# [WORK INSTRUCTION]
Count every line in the data below where the word "soccer" appears, then state only that count.

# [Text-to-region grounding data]
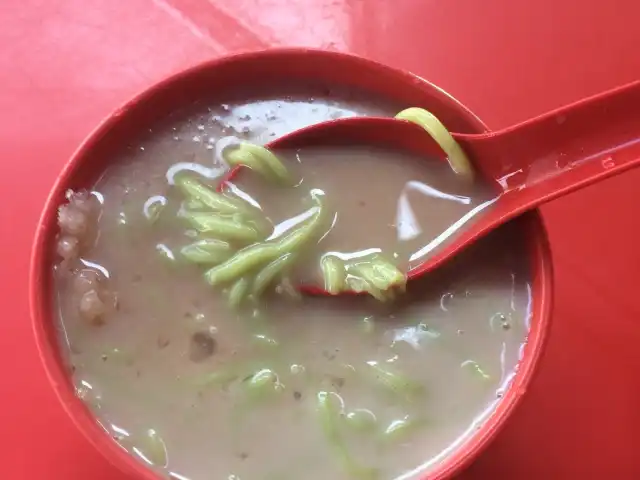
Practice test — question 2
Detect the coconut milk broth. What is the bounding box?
[54,88,530,480]
[226,145,495,284]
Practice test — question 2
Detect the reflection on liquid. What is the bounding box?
[408,198,496,264]
[396,180,471,241]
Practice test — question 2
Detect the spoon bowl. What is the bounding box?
[220,117,471,294]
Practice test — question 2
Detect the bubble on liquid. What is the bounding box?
[139,146,145,151]
[192,135,201,142]
[143,195,167,224]
[173,136,180,141]
[265,111,277,121]
[440,292,454,311]
[221,104,230,112]
[489,312,512,331]
[239,114,251,121]
[197,124,205,131]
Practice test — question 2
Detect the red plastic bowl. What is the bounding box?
[29,48,553,480]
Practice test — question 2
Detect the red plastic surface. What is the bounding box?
[2,1,640,479]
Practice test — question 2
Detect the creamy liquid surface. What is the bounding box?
[53,87,530,480]
[228,145,494,284]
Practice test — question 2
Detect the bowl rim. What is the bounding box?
[29,47,553,480]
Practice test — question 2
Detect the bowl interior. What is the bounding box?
[30,48,552,480]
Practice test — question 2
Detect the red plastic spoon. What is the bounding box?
[223,80,640,292]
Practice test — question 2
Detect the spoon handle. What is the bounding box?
[455,80,640,206]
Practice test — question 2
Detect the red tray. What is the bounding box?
[2,1,640,478]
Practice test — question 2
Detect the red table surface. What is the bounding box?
[2,1,640,478]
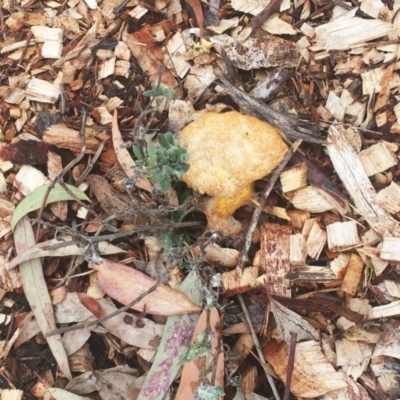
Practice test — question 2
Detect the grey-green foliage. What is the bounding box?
[195,385,225,400]
[132,131,189,192]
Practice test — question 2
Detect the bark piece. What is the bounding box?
[220,78,323,144]
[263,338,347,397]
[327,221,360,252]
[342,254,364,296]
[327,125,400,238]
[286,266,337,283]
[224,30,299,70]
[260,223,291,297]
[220,266,260,297]
[43,124,102,154]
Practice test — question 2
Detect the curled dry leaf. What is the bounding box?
[91,258,202,316]
[111,111,152,192]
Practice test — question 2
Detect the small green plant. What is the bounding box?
[142,84,175,98]
[132,131,189,192]
[181,330,212,364]
[195,384,225,399]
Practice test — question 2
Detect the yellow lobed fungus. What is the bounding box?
[179,111,288,235]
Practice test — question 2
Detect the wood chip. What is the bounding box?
[342,254,364,295]
[220,267,260,297]
[280,162,307,193]
[289,234,307,266]
[327,125,400,237]
[326,221,360,252]
[358,142,398,177]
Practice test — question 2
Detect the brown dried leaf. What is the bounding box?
[91,258,202,316]
[86,174,136,222]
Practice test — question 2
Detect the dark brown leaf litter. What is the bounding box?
[2,0,400,399]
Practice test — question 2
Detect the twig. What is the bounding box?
[45,281,160,337]
[249,0,282,30]
[236,140,302,270]
[40,221,203,251]
[35,111,88,242]
[238,294,280,400]
[0,0,6,40]
[283,332,297,400]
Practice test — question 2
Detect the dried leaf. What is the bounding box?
[79,293,164,349]
[92,258,202,316]
[9,237,125,270]
[48,388,90,400]
[270,298,319,344]
[185,0,203,37]
[14,217,71,380]
[11,183,89,229]
[139,271,201,400]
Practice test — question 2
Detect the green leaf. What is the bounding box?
[159,176,171,192]
[157,133,171,150]
[164,131,175,147]
[147,141,157,168]
[11,184,90,229]
[132,145,144,161]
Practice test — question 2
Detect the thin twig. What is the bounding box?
[236,139,302,270]
[238,294,281,400]
[40,221,203,251]
[46,281,160,337]
[283,332,297,400]
[0,0,6,41]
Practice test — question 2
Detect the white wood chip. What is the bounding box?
[359,142,398,177]
[327,125,400,237]
[374,181,400,214]
[313,17,395,51]
[327,220,360,252]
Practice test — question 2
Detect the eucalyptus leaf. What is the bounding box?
[11,184,90,229]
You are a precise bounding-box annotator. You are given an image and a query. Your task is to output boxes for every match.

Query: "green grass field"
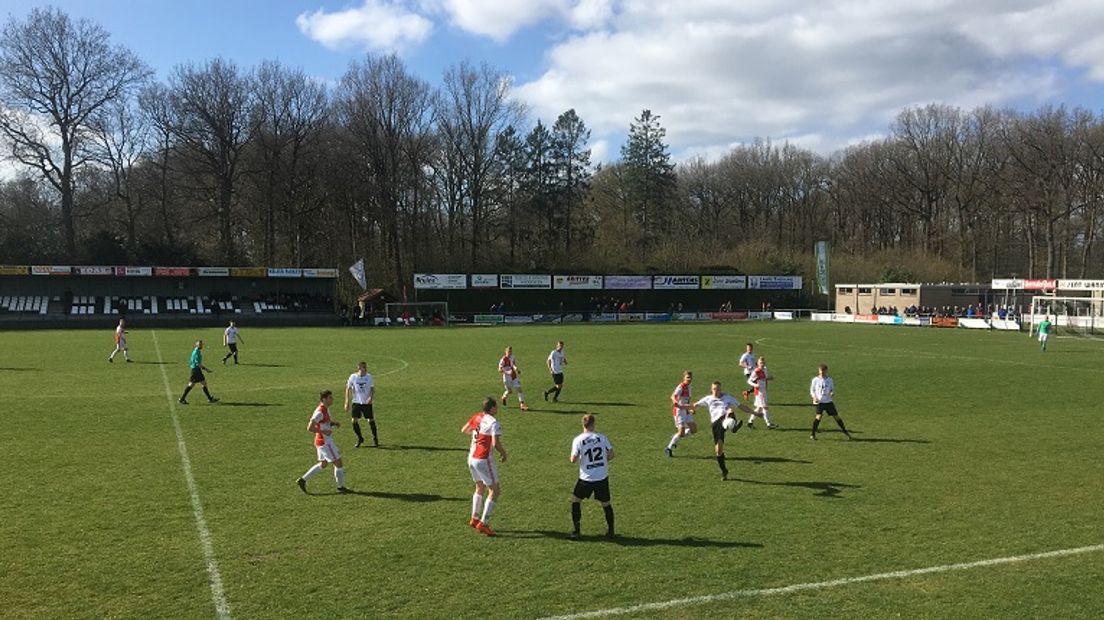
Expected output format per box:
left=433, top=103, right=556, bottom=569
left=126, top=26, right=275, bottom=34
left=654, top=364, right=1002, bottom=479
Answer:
left=1, top=322, right=1102, bottom=619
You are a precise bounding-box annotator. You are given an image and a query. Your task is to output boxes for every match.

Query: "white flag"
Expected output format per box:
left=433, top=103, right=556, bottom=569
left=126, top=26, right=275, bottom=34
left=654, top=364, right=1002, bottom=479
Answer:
left=348, top=259, right=367, bottom=290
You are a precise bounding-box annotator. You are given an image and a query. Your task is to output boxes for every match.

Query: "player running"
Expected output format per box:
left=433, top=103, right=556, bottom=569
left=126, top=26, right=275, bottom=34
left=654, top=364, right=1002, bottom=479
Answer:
left=107, top=318, right=131, bottom=363
left=543, top=341, right=567, bottom=402
left=569, top=413, right=615, bottom=539
left=738, top=343, right=754, bottom=399
left=498, top=346, right=529, bottom=411
left=296, top=390, right=348, bottom=493
left=746, top=357, right=778, bottom=429
left=665, top=371, right=697, bottom=457
left=221, top=320, right=244, bottom=364
left=1036, top=316, right=1052, bottom=352
left=462, top=397, right=508, bottom=536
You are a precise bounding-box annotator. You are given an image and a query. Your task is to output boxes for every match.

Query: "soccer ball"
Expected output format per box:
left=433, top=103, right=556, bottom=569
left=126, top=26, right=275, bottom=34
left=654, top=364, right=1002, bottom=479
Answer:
left=722, top=416, right=738, bottom=432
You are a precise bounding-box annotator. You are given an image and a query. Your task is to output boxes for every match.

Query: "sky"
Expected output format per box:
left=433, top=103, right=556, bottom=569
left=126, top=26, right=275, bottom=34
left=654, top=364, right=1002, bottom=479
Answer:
left=3, top=0, right=1104, bottom=164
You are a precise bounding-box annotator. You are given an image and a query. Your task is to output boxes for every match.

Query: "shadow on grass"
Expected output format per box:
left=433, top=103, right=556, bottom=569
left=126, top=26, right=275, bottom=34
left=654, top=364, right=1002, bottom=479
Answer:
left=377, top=444, right=467, bottom=453
left=688, top=455, right=813, bottom=465
left=130, top=361, right=170, bottom=365
left=510, top=407, right=589, bottom=415
left=239, top=363, right=286, bottom=368
left=771, top=402, right=816, bottom=407
left=556, top=401, right=636, bottom=407
left=215, top=401, right=277, bottom=407
left=499, top=529, right=762, bottom=548
left=0, top=366, right=38, bottom=371
left=727, top=477, right=860, bottom=498
left=308, top=489, right=464, bottom=502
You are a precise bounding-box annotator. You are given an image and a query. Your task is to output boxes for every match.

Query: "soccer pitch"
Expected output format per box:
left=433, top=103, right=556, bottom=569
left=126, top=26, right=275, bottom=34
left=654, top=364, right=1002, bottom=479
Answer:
left=1, top=323, right=1101, bottom=619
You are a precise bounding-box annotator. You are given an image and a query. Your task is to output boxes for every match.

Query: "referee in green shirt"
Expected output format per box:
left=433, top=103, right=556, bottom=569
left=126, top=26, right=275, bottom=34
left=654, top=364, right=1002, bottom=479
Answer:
left=179, top=340, right=219, bottom=404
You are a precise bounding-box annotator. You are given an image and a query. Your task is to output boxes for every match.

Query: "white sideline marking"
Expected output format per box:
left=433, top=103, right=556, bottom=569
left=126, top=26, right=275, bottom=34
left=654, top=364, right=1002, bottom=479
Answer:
left=538, top=543, right=1104, bottom=620
left=152, top=332, right=232, bottom=620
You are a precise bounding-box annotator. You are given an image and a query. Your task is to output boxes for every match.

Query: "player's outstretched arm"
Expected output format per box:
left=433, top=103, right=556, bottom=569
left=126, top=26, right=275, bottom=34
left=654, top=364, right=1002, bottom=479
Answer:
left=494, top=436, right=507, bottom=462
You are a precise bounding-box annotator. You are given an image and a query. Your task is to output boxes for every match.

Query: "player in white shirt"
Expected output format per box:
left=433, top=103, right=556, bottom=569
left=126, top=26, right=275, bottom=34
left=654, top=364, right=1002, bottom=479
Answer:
left=220, top=320, right=244, bottom=365
left=498, top=346, right=529, bottom=411
left=810, top=364, right=853, bottom=440
left=107, top=318, right=131, bottom=363
left=569, top=414, right=615, bottom=539
left=691, top=381, right=753, bottom=480
left=462, top=397, right=508, bottom=537
left=543, top=341, right=567, bottom=402
left=737, top=342, right=755, bottom=399
left=296, top=390, right=348, bottom=493
left=665, top=371, right=698, bottom=457
left=344, top=361, right=377, bottom=447
left=746, top=357, right=778, bottom=429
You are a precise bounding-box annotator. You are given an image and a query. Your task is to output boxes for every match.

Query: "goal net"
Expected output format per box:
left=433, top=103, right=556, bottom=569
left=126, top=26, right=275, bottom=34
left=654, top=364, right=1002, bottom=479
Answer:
left=1029, top=295, right=1104, bottom=337
left=384, top=301, right=449, bottom=326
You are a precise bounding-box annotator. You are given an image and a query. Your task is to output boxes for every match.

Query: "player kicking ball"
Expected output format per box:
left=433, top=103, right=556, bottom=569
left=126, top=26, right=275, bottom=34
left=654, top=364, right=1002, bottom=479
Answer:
left=690, top=381, right=754, bottom=480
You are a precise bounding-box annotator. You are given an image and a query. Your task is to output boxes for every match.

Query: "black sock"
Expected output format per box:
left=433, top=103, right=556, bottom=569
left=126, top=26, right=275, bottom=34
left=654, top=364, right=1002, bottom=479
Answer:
left=233, top=353, right=238, bottom=363
left=812, top=418, right=821, bottom=435
left=835, top=417, right=849, bottom=433
left=223, top=353, right=231, bottom=361
left=716, top=454, right=727, bottom=474
left=603, top=505, right=614, bottom=534
left=571, top=502, right=581, bottom=533
left=202, top=386, right=213, bottom=399
left=368, top=420, right=378, bottom=441
left=181, top=386, right=192, bottom=400
left=353, top=421, right=364, bottom=442
left=553, top=387, right=562, bottom=399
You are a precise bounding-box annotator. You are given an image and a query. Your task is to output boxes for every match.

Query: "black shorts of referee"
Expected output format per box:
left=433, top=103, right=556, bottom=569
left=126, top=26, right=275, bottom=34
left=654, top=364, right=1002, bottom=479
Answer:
left=815, top=401, right=839, bottom=416
left=189, top=367, right=206, bottom=383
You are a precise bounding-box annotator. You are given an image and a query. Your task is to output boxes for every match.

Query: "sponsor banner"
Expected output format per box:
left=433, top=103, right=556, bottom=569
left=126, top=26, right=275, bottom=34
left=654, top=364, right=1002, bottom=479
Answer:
left=303, top=268, right=338, bottom=278
left=554, top=275, right=603, bottom=290
left=31, top=265, right=72, bottom=276
left=414, top=273, right=466, bottom=289
left=155, top=267, right=192, bottom=277
left=932, top=316, right=959, bottom=328
left=499, top=274, right=551, bottom=289
left=471, top=274, right=498, bottom=288
left=877, top=315, right=904, bottom=325
left=854, top=314, right=879, bottom=324
left=1024, top=278, right=1056, bottom=291
left=561, top=313, right=584, bottom=323
left=815, top=241, right=830, bottom=295
left=591, top=313, right=619, bottom=322
left=473, top=314, right=505, bottom=324
left=1058, top=279, right=1104, bottom=290
left=645, top=312, right=672, bottom=322
left=748, top=311, right=772, bottom=320
left=653, top=275, right=700, bottom=290
left=0, top=265, right=28, bottom=275
left=748, top=275, right=802, bottom=290
left=701, top=275, right=746, bottom=289
left=672, top=312, right=701, bottom=321
left=991, top=278, right=1023, bottom=289
left=617, top=312, right=646, bottom=322
left=197, top=267, right=230, bottom=277
left=959, top=318, right=991, bottom=330
left=268, top=267, right=302, bottom=278
left=712, top=312, right=748, bottom=321
left=774, top=311, right=795, bottom=320
left=812, top=312, right=834, bottom=322
left=991, top=319, right=1021, bottom=331
left=113, top=266, right=153, bottom=276
left=604, top=275, right=651, bottom=289
left=833, top=314, right=856, bottom=323
left=504, top=315, right=535, bottom=324
left=919, top=316, right=932, bottom=326
left=231, top=267, right=267, bottom=278
left=903, top=317, right=923, bottom=327
left=76, top=266, right=113, bottom=276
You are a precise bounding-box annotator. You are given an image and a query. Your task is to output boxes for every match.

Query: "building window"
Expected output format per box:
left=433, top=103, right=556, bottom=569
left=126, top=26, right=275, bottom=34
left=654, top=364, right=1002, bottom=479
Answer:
left=880, top=288, right=896, bottom=295
left=901, top=288, right=916, bottom=295
left=838, top=287, right=853, bottom=294
left=858, top=288, right=872, bottom=295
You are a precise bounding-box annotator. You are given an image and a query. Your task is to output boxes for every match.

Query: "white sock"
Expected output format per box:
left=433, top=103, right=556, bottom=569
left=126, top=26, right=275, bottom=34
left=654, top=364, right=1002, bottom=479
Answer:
left=761, top=410, right=773, bottom=425
left=517, top=391, right=526, bottom=404
left=668, top=432, right=681, bottom=449
left=334, top=467, right=345, bottom=488
left=481, top=499, right=496, bottom=524
left=301, top=463, right=323, bottom=480
left=123, top=350, right=130, bottom=361
left=472, top=493, right=484, bottom=519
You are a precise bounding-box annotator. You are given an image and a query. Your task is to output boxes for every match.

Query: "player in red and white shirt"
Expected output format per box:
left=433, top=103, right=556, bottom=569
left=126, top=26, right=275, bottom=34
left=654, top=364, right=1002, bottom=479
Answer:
left=665, top=371, right=698, bottom=457
left=461, top=397, right=508, bottom=536
left=498, top=346, right=529, bottom=411
left=296, top=390, right=347, bottom=493
left=107, top=318, right=131, bottom=363
left=746, top=357, right=778, bottom=429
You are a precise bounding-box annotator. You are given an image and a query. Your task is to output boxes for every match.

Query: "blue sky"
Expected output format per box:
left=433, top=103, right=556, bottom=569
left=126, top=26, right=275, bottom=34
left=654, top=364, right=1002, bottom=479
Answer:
left=3, top=0, right=1104, bottom=164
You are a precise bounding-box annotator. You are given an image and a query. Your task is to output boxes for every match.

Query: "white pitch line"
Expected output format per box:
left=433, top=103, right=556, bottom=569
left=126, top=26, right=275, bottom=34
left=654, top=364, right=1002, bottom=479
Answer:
left=152, top=332, right=232, bottom=620
left=538, top=543, right=1104, bottom=620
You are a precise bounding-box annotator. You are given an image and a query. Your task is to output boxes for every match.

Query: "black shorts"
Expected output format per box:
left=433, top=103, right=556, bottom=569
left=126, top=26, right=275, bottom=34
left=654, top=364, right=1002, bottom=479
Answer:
left=815, top=401, right=839, bottom=416
left=351, top=403, right=374, bottom=420
left=573, top=478, right=611, bottom=503
left=711, top=417, right=729, bottom=443
left=227, top=343, right=238, bottom=353
left=552, top=372, right=564, bottom=385
left=189, top=367, right=205, bottom=384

# [ANSWER SPACE]
2